| Directions |
Can you give the rows below again with every "photo" changed to "image", keeping everything else the same and leaving the pictures out?

| Entries supplied |
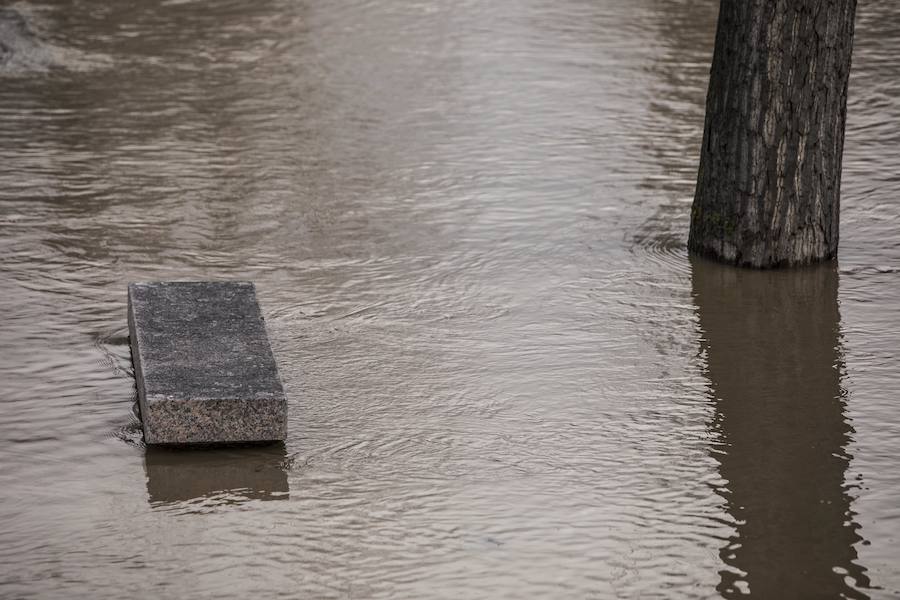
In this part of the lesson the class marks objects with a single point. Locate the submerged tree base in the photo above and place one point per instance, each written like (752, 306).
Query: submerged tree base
(768, 188)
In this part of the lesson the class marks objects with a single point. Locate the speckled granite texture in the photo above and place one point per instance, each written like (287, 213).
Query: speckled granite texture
(204, 368)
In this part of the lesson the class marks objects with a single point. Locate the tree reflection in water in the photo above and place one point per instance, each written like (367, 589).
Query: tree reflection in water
(773, 356)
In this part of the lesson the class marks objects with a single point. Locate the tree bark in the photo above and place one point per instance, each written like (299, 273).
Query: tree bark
(768, 188)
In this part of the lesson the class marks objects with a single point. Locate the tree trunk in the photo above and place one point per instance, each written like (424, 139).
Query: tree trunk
(768, 189)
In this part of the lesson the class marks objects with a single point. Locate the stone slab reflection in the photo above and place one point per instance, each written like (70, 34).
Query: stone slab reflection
(218, 475)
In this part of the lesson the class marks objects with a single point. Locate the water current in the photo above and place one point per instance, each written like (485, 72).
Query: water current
(467, 223)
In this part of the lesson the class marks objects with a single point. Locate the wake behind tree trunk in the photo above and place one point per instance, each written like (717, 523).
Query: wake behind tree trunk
(768, 188)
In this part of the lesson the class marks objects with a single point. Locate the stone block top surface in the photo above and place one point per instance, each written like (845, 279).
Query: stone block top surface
(202, 340)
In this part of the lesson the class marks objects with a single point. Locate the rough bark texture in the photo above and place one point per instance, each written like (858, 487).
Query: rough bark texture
(768, 189)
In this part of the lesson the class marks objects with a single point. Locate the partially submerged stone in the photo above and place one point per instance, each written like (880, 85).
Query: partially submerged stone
(204, 368)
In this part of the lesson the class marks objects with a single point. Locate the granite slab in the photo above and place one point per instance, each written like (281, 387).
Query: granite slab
(204, 368)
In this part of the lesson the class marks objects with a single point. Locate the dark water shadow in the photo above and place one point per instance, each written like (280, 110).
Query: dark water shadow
(216, 476)
(774, 362)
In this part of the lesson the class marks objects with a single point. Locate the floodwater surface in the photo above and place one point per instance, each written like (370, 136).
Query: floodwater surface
(466, 222)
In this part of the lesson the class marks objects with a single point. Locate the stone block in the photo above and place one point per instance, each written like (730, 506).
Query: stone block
(205, 371)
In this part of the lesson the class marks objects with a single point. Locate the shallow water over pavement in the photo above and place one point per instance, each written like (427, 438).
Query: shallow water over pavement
(467, 224)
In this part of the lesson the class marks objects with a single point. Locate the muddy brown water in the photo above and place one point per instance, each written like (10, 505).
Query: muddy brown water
(467, 225)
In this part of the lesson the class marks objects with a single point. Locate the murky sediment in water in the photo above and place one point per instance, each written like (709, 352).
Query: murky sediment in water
(466, 222)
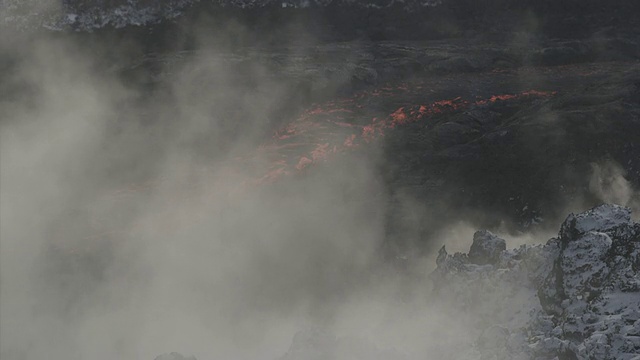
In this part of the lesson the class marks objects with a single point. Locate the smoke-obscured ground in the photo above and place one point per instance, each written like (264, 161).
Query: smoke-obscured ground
(126, 233)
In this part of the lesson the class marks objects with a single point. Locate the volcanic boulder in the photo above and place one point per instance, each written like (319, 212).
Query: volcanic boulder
(575, 297)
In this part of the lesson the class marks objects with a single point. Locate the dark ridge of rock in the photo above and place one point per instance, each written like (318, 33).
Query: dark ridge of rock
(582, 300)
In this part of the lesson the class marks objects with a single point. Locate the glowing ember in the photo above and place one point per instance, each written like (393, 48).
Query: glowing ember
(318, 134)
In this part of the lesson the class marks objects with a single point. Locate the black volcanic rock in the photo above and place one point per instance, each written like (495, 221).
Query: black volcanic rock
(578, 296)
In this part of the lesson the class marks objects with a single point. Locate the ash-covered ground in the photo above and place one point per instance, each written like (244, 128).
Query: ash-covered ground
(219, 178)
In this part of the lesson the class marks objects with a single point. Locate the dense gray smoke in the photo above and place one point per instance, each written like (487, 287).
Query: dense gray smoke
(197, 262)
(128, 229)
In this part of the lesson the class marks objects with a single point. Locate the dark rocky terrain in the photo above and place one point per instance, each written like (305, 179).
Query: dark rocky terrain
(503, 114)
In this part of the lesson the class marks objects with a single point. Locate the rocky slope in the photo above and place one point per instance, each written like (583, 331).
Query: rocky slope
(575, 297)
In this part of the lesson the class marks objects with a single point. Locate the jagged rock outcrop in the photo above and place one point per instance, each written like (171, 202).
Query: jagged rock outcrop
(576, 297)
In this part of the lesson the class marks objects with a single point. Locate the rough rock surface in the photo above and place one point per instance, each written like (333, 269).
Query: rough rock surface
(576, 297)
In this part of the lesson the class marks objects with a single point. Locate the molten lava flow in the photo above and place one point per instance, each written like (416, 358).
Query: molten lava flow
(317, 135)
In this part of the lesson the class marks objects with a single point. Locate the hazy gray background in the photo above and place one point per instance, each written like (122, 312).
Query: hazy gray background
(196, 262)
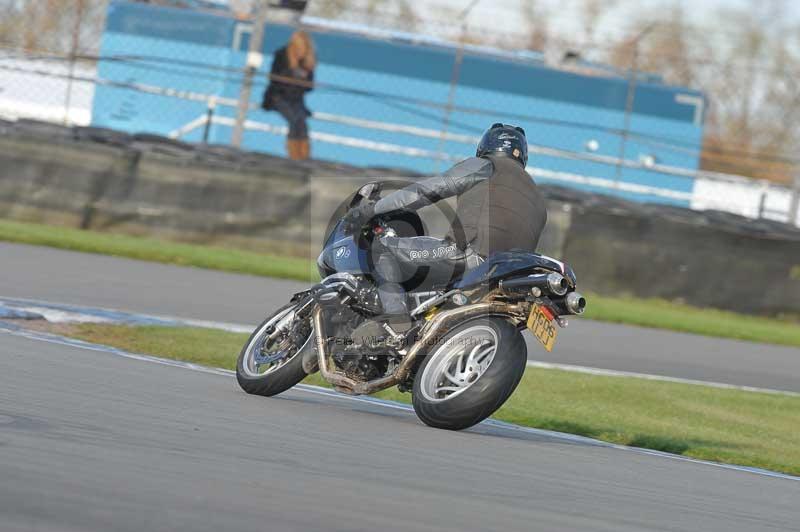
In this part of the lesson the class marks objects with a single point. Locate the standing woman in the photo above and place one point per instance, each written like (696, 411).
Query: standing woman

| Full output |
In this part of the lesson the class marks objects with a single point. Locate the submerged tree base in the image above and place one point per instance, each written like (752, 306).
Query: submerged tree base
(768, 188)
In this part of the lesson the class marks objects with a single point. Locate the speckled granite texture in the image above and place one point per instance, each written like (287, 213).
Query: speckled granite texture
(204, 368)
In this part of the lesson the class marks objects with a single point. Locate the tree reflection in water in the image above and place one point per instance, each written like (367, 589).
Query: tree reflection in water
(773, 356)
In this part of the lesson the class marks objects with a single point. Locate the tree bark in the image above and place one point per instance, each written like (299, 273).
Query: tree bark
(768, 188)
In this part of the lesson the class marks objects with a single point. Locate the tree trunk in the image above and place one point per instance, each written like (424, 139).
Query: tree trunk
(768, 189)
In this part of the lesson the class marks objects with a single point. Locate the stone slab reflection in the image above and place one point per instance, each written like (70, 34).
Query: stone slab reflection
(218, 475)
In this part of the lesson the class marks objects with a single point. Locate the water current in the image above and place one point per instance, each written like (485, 72).
Query: water current
(467, 223)
In this part of the lesson the class marks objects with a single point. Locate the wake behind tree trunk in the image above and place one point per instance, each written like (717, 523).
Query: wake behind tree trunk
(768, 188)
In this part of the lesson the class marks objects with a single point. Locate the stone block top surface in the image above and place one point per instance, each written like (845, 279).
Query: stone block top surface
(202, 340)
In this part of the lesson the class marks objects with a single point. Locate the rough bark texture in the image above and place one point per instance, each written like (858, 487).
Query: rough bark texture
(768, 189)
In this part of the lesson the class marks objects with a single point. Locate the partially submerged stone in the image above and place one point per instance, each written like (880, 85).
Query: partially submerged stone
(204, 368)
In this part of the lesson the class marks objects with a single point. Locate the granite slab in the image above and place one point per instance, each written like (281, 387).
Query: granite slab
(204, 368)
In this part of the lesson the class marks objects with a single point. Locate the dark water shadow in the image above and place one point per instance, each written like (280, 110).
Query: dark water shadow
(216, 476)
(774, 362)
In this part of the lesson the class marks objects with a single point. Locate the floodwater surface in the image above and place one point per instance, each written like (370, 136).
Query: floodwater surface
(466, 222)
In this part of the lesson the class marks objects with a single point. Locate the stone block in the image above and place one point per instance, each written like (730, 506).
Query: stone block
(205, 371)
In this part of the lesson the class marks objects with a single point. Locate the shallow water over pavement in the image above and place one point per instance, each written like (427, 438).
Query: shallow water over pavement
(467, 224)
In this part of the lesson the class marks objects with a single point. Locate the muddy brown water in the image above and place one point per instance, each written like (10, 505).
Query: muddy brown water
(467, 225)
In this part of the lesson the class marks objects with a single point. Locate the murky sediment in water in the image above and place one point per instance, each written like (709, 352).
Query: murky sediment in water
(466, 222)
In this part of the lesson the class marks objects with a single point. Locate the smoke-obscured ground in the image above and place one point per instance, each written like (264, 161).
Query: smoke-obscured ground
(126, 233)
In this part of the lesson the class marks objects with a single point. Locate the volcanic boulder in the image above and place one point per instance, each written like (319, 212).
Query: volcanic boulder
(575, 297)
In this part of the lesson the class marks objects with a single point. Locate the dark ridge of rock in the image above and place one point per instance, each written like (318, 33).
Query: dark ridge of rock
(582, 300)
In this part of the lesson the class marks objects with a single point. Locate the glowing ember in the image above and place one point per instance, each written like (393, 48).
Query: glowing ember
(318, 134)
In this part of the lesson the class marks objects with a single point. Locate the black volcanic rock in the image above and place one point per instance, each written like (495, 221).
Query: black volcanic rock
(578, 296)
In this part of the lesson the class marks objects with a single point. Locate the ash-covered ground in the image above and place one point per instance, each written like (244, 128).
Query: ash-covered ground
(219, 178)
In this part of the lesson the class marks objects with a single point. Locate the dense gray smoke in the image above and place one point per instance, each written like (487, 287).
Query: dense gray smoke
(197, 262)
(128, 229)
In this part of the lesson the class marks objects with a single point. Locate the dark rocky terrain in the image above and place one point per instance, each written like (305, 179).
Query: dark rocky terrain
(503, 114)
In this part of the lesson the class marks objects with a single point. Locate the rocky slope in the image above and place one point per instance, each written like (583, 331).
Query: rocky slope
(575, 297)
In this part of the lesson the class marks objects with a single point. Locate the jagged rock outcrop in the image above and place one point per instance, each written like (171, 202).
Query: jagged rock outcrop
(576, 297)
In this part of the lesson the class marks objects with a single point. Locate the rough rock surface in the image above and place one point per instance, each written like (333, 269).
Query: rough rock surface
(576, 297)
In this part of the lesson the class marks objects with a single point. Locate the molten lava flow in the image above and place one point per instance, each written like (416, 358).
Query: molten lava flow
(317, 135)
In this part of the lesson the class marks objects with a single point. Locate the hazy gray background in the image above and place one point per instance, each written like (122, 312).
Query: hazy gray background
(196, 262)
In this part of the lesson the class marks objects with a single point. Locate the standing woman in the image above and place one point per instance, each written like (696, 411).
Query: standing woman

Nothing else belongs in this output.